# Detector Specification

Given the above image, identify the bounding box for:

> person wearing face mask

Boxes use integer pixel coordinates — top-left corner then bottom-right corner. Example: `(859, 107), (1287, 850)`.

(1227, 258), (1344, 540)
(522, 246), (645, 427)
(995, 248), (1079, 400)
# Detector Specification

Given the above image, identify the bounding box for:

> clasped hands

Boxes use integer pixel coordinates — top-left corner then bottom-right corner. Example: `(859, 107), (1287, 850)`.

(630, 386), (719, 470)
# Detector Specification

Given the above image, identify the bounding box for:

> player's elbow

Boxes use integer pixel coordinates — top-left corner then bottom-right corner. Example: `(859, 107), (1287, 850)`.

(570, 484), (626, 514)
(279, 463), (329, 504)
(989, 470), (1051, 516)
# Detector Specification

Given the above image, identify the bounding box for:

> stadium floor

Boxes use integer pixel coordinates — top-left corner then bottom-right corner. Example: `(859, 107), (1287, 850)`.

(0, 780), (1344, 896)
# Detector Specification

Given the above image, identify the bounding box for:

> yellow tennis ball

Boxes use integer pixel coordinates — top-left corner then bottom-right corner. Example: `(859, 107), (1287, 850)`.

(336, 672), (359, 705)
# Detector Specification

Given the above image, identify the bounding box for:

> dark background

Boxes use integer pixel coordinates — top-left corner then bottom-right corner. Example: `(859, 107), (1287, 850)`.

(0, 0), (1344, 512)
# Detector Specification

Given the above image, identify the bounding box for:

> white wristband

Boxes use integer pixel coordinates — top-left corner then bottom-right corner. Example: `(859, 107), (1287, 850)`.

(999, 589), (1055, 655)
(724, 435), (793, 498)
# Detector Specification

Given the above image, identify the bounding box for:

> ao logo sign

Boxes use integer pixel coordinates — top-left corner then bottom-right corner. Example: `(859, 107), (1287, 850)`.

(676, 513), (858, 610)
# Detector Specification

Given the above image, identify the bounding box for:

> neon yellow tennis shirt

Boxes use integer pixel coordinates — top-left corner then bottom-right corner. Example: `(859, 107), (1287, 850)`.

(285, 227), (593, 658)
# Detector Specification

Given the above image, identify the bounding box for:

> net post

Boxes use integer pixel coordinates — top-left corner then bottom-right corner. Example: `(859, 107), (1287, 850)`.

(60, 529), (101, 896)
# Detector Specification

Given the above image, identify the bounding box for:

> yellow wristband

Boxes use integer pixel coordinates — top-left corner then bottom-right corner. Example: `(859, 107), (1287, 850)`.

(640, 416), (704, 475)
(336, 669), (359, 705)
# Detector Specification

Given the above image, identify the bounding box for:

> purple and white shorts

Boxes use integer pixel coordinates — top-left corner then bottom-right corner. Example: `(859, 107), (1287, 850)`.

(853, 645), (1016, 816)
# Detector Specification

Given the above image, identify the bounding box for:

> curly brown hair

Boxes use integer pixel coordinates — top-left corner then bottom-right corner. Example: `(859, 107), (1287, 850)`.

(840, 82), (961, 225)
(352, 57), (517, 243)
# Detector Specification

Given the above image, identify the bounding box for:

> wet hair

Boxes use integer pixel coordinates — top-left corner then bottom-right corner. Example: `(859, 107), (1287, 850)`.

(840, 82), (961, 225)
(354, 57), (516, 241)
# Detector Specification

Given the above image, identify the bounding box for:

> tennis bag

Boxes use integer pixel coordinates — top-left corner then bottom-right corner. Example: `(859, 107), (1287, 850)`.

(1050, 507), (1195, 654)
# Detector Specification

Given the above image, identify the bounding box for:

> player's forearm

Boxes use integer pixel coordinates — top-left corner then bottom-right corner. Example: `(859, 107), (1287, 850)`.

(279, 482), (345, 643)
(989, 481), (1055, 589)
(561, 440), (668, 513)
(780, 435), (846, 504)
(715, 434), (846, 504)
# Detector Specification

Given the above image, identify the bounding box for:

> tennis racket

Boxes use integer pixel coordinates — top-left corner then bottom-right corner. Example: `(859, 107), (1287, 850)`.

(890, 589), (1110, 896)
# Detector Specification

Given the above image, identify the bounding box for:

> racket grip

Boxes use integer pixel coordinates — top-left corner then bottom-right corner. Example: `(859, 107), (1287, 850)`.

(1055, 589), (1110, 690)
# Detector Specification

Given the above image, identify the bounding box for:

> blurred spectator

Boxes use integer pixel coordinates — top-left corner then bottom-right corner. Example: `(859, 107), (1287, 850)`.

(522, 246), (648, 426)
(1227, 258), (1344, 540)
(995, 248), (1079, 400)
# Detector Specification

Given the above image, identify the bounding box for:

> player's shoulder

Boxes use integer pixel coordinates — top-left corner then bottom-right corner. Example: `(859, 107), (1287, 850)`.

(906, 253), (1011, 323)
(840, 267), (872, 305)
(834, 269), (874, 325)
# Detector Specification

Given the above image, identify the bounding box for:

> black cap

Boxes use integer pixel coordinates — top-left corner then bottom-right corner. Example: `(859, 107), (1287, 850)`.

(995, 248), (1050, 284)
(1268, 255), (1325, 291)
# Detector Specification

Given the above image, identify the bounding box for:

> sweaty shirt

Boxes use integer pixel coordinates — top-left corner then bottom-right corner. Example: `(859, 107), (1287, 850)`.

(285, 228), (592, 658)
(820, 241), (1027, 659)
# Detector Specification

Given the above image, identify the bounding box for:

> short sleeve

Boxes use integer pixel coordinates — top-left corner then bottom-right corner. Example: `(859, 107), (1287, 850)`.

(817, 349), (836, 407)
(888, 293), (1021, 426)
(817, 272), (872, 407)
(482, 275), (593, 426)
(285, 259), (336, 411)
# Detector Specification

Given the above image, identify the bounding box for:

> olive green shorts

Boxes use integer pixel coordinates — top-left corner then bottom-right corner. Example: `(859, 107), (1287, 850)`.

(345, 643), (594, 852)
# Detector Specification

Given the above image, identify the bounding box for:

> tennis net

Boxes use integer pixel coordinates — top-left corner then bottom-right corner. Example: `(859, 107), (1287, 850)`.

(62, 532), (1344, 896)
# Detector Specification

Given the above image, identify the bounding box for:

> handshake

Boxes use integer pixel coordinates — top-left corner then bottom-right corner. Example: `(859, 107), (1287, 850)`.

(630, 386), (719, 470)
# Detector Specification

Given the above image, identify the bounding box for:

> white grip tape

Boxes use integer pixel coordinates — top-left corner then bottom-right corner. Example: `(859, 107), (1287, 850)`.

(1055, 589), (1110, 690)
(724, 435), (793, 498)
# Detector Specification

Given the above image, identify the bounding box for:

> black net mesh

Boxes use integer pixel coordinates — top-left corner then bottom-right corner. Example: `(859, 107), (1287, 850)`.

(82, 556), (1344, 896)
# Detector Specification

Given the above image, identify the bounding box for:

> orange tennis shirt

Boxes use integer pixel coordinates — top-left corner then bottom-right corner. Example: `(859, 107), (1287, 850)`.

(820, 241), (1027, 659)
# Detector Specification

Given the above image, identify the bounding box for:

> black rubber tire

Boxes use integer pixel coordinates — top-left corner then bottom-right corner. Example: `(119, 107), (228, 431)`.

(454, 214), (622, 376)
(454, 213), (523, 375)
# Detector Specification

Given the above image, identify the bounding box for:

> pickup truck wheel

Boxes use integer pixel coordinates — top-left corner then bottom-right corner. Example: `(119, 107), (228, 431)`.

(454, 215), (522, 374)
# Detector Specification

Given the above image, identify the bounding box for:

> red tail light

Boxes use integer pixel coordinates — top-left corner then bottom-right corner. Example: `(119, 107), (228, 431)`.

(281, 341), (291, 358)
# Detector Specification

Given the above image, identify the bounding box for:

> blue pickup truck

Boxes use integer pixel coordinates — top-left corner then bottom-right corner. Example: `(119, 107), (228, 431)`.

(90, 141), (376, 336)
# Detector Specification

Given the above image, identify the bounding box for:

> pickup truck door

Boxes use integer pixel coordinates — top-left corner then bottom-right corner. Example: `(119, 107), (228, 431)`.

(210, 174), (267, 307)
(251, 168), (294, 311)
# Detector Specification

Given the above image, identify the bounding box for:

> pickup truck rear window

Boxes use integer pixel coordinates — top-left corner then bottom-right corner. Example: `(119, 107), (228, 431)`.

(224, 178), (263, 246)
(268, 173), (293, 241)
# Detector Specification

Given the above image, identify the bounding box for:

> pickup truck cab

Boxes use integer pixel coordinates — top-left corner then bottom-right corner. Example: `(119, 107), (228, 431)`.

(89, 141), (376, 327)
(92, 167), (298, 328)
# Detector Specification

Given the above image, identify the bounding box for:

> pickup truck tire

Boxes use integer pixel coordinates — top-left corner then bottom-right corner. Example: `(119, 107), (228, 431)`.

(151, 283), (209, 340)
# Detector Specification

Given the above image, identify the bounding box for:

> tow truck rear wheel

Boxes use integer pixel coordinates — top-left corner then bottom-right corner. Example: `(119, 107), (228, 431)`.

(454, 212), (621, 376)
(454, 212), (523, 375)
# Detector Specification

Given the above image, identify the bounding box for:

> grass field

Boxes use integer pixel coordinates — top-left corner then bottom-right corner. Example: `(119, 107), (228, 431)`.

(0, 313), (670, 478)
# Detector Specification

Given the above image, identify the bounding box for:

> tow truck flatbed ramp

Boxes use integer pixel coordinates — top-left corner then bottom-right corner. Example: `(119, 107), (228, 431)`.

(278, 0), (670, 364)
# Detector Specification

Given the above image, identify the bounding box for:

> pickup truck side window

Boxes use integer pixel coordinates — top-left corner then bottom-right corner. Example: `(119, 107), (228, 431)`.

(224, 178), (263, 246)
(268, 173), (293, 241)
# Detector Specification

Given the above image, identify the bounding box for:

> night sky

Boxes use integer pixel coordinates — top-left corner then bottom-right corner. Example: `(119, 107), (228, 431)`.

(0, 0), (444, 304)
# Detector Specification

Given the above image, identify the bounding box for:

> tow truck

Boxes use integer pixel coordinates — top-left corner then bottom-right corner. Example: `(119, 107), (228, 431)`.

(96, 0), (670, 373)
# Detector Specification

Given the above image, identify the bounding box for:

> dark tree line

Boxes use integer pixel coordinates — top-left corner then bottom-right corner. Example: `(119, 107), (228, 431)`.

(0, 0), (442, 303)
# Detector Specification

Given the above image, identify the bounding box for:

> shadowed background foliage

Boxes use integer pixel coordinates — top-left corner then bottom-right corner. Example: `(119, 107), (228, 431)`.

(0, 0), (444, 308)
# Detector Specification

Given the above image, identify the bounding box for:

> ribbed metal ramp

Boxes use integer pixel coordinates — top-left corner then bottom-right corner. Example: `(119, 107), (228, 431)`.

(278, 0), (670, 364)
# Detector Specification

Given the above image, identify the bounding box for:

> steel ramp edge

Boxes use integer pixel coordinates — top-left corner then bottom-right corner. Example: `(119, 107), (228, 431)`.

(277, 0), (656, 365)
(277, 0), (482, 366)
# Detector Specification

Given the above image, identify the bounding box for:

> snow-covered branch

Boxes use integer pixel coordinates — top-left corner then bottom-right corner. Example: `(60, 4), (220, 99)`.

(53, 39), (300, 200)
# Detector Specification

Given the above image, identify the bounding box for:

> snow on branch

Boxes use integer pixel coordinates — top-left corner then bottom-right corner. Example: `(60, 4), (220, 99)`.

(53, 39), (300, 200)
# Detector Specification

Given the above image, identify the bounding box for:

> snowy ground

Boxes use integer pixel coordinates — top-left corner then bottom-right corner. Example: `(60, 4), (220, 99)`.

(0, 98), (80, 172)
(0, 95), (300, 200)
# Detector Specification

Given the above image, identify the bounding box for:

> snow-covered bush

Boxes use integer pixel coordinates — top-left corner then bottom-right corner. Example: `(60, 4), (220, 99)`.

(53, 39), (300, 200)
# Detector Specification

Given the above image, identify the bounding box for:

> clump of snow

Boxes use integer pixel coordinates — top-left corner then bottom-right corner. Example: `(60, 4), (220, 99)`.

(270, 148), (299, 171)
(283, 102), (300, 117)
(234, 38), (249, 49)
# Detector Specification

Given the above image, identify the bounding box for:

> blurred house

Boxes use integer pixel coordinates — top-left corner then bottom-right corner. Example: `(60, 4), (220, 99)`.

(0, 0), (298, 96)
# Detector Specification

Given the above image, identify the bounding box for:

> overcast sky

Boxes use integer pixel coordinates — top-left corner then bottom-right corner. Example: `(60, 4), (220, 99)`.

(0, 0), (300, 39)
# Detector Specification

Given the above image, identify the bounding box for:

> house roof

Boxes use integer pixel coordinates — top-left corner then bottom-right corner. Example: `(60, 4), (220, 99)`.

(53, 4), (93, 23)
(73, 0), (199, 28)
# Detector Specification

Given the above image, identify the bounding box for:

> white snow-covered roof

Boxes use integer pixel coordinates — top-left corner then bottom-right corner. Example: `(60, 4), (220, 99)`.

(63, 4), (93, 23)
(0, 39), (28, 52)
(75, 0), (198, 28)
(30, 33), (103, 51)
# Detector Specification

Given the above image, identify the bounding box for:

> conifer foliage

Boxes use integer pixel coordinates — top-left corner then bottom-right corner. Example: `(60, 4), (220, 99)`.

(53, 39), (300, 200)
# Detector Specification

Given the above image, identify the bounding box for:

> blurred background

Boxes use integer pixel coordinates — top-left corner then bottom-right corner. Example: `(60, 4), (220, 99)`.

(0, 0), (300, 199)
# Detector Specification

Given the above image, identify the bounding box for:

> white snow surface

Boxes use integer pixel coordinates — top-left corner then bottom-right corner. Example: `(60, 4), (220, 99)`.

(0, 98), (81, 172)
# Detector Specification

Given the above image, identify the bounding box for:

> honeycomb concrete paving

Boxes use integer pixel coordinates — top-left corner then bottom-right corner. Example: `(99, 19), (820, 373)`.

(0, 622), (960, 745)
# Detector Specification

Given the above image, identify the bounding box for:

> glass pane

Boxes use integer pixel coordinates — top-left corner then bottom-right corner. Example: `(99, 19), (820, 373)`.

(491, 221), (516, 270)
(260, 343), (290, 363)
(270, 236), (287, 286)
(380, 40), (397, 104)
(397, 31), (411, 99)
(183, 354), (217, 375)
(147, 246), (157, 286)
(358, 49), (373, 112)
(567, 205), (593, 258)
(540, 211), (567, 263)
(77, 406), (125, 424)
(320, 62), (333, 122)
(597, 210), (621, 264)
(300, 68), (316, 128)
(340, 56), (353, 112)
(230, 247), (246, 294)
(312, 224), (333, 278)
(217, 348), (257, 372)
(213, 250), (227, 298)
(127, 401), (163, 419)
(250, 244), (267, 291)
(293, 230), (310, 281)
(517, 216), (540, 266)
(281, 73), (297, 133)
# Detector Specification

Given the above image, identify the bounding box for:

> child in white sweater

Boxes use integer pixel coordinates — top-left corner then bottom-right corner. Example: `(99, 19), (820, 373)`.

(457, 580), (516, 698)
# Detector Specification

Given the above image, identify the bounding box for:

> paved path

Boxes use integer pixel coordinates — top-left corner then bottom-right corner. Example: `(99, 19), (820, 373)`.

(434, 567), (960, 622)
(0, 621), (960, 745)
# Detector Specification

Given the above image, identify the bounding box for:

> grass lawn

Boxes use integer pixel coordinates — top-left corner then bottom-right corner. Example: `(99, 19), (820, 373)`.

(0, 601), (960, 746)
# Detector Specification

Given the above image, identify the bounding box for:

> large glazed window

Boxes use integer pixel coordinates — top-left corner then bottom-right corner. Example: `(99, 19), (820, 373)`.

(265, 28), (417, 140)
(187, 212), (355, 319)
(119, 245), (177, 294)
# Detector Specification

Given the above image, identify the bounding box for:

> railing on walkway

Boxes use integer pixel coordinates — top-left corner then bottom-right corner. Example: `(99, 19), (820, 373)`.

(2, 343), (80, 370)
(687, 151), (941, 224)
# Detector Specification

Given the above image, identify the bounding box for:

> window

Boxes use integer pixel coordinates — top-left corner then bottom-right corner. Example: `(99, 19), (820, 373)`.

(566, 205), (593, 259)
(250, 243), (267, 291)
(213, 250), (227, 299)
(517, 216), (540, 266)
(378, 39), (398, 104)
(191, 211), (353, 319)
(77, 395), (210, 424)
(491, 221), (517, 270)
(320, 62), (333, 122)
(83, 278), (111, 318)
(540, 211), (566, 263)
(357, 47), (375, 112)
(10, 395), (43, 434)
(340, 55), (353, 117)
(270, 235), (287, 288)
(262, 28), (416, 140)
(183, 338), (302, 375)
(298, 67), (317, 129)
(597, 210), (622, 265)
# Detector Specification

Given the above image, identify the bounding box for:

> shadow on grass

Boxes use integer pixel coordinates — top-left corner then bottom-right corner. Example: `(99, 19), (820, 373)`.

....................

**Aim**
Reproduce the entries from the very beginning down to and including the line containing "(989, 470), (1051, 516)", swapping "elbow" for "knee" and leaving all else unchanged.

**The reply**
# Detector Specification

Given the above image, identify the bounding box for:

> person wearing face mask

Boxes use integer pixel coordinates — top-left corner then bottom-right corner. Example: `(859, 107), (1287, 850)`.

(1227, 258), (1344, 540)
(522, 246), (645, 427)
(995, 248), (1079, 400)
# Detector Specification

Given the above image, identify the bounding box for:

> clasped hands

Boxes use integer pixel coordinates — top-left corner then bottom-right corner. Example: `(859, 107), (1287, 850)`.

(630, 386), (719, 470)
# Detector Specification

Given the above image, identify the bounding box for:

> player's knee

Boxes use integer pixel coordinates — top-left corner then bottom-right corner. Example: `(859, 107), (1287, 850)`.

(570, 484), (626, 514)
(279, 463), (329, 504)
(989, 470), (1051, 516)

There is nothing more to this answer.